# [Exercise]
Whichever lines of the material contain "head", copy each of them.

[Dataset content]

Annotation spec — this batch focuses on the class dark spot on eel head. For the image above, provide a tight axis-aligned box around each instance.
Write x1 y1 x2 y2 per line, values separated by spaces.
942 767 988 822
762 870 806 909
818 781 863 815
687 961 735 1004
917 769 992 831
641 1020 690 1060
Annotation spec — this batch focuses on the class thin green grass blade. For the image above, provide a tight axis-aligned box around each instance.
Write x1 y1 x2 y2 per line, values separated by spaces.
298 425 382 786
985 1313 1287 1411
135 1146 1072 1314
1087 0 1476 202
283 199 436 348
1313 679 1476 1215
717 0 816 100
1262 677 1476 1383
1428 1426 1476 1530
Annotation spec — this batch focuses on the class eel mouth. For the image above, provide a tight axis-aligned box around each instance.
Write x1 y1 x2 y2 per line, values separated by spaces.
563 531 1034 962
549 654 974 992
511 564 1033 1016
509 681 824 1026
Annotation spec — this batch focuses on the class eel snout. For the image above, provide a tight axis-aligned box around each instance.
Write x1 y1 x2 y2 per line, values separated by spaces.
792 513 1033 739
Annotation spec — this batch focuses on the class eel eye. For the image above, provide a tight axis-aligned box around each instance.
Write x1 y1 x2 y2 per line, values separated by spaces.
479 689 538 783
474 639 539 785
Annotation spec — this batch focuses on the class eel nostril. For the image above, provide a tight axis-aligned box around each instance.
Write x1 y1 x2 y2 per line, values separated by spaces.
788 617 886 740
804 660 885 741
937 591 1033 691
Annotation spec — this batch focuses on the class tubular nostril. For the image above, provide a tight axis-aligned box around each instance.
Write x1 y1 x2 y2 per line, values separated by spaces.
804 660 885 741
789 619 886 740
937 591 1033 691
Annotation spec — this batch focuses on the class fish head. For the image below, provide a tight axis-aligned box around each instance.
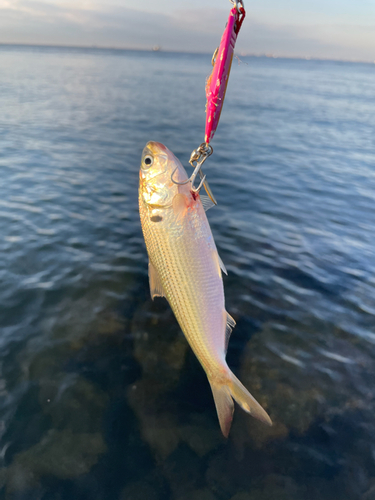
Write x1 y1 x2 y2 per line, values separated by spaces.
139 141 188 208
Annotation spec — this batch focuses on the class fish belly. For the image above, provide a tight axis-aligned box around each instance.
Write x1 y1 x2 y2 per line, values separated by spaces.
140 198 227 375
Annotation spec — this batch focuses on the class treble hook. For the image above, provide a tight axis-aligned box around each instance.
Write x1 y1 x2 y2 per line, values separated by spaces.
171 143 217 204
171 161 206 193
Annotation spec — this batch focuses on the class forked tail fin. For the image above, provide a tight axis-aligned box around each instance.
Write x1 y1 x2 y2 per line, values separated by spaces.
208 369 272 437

[/Dataset content]

# [Answer area]
Annotation spec — this batch focuses on the class dark spot on eel head. For the image above, provide a tight axis-aligned box around each instance.
Annotation spec — this batch focuses on the class fish head. For the image below, provide a tight axis-aligned box around each instance.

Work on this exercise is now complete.